### Requests
a – Answer these questions about the exercise sheet, one line each:
(i) What is the due date and time?
(ii) What name is given to the vector field in Exercise 3?
(iii) What other term does Exercise 2 give for "conformal"?
b – Reproduce a passage from the exercise sheet word for word, beginning at the words "Due date: Monday" and stopping after "a smooth function.".

### Document text
-- Start --

Due date: Monday 04. March 2024, 10 AM.
Exercise 1
Let \(U\subset \mathbb{R}^n\) be open, \(X : U \to T\mathbb{R}^n\) be a smooth vector field, \(\gamma : [a,b] \to U\subset \mathbb{R}^n\) a smooth curve and \(f : U \to \mathbb{R}\) a smooth function.
Show that for all \(t \in [a,b]\) we have \[(f\circ \gamma)^{\prime}(t)=\mathrm{d}f(\dot{\gamma}(t)).\]
The path integral of \(X\) along \(\gamma\) is defined as \[\int_\gamma X:=\int_a^b \langle X(\gamma(t)),\dot{\gamma}(t)\rangle\mathrm{d}t.\] Show that if \(X=\operatorname{grad}f,\) then \[\int_{\gamma} \operatorname{grad}f=f(\gamma(b))-f(\gamma(a)).\]
Exercise 2
Let \(U\subset \mathbb{R}^2\) be open and \(f : U \to \mathbb{R}^2\) a smooth map. We say \(f\) is conformal or angle preserving if \(f_* : T_p\mathbb{R}^2 \to T_{f(p)}\mathbb{R}^2\) has positive determinant for all \(p \in U\) and if for all \(\vec{v}_p,\vec{w}_p\) in \(T_p\mathbb{R}^2\setminus\{\vec{0}_p\}\) the angle between \(\vec{v}_p\) and \(\vec{w}_p\) is the same as the angle between \(f_*(\vec{v}_p)\) and \(f_*(\vec{w}_p).\)
Show that the smooth map \[f : \mathbb{R}^2\setminus \{(0,0)\} \to \mathbb{R}^2, \qquad p=(x,y) \mapsto (x^2-y^2,2xy)\] is conformal.
Write \(f=(u,v)\) for smooth functions \(u,v : U \to \mathbb{R}^2.\) Derive equations that the partial derivatives of \(u\) and \(v\) need to satisfy so that \(f : U \to \mathbb{R}^2\) is conformal.
Exercise 3
On \(\mathbb{R}^n\) consider the smooth vector field – called the Euler vector field – given by \[X(p)=x_1\frac{\partial}{\partial x_1}(p)+\cdots+x_n\frac{\partial}{\partial x_n}(p),\] where we write \(p=(x_1,\ldots,x_n).\)
A smooth function \(f : \mathbb{R}^{n}\setminus\{0_{\mathbb{R}^n}\} \to \mathbb{R}\) is called positively homogeneous of degree \(c \in \mathbb{R}\) if \[f(s p)=s^{c}f(p)\] for all \(s \in \mathbb{R}^+\) and all \(p \in \mathbb{R}^{n}\setminus\{0_{\mathbb{R}^n}\}.\) Show that if \(f\) is positively homogeneous of degree \(c,\) then \[X(f)=c f.\]

-- End --

### Dataset
-- Start --

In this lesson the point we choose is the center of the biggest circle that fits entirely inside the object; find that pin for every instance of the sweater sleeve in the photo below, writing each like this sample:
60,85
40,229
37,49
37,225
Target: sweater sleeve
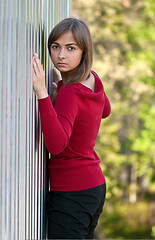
107,108
57,122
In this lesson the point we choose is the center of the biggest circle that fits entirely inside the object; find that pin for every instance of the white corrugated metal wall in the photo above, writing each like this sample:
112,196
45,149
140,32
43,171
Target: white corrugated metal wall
24,29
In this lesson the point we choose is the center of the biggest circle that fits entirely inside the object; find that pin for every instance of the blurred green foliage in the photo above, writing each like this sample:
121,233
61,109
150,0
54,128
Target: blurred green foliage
123,33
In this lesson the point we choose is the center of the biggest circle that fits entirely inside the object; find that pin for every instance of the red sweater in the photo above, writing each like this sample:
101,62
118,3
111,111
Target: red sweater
70,130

-- End --

### Responses
a –
(i) Monday 04. March 2024, 10 AM.
(ii) The Euler vector field.
(iii) Angle preserving.

b –
Due date: Monday 04. March 2024, 10 AM.
Exercise 1
Let \(U\subset \mathbb{R}^n\) be open, \(X : U \to T\mathbb{R}^n\) be a smooth vector field, \(\gamma : [a,b] \to U\subset \mathbb{R}^n\) a smooth curve and \(f : U \to \mathbb{R}\) a smooth function.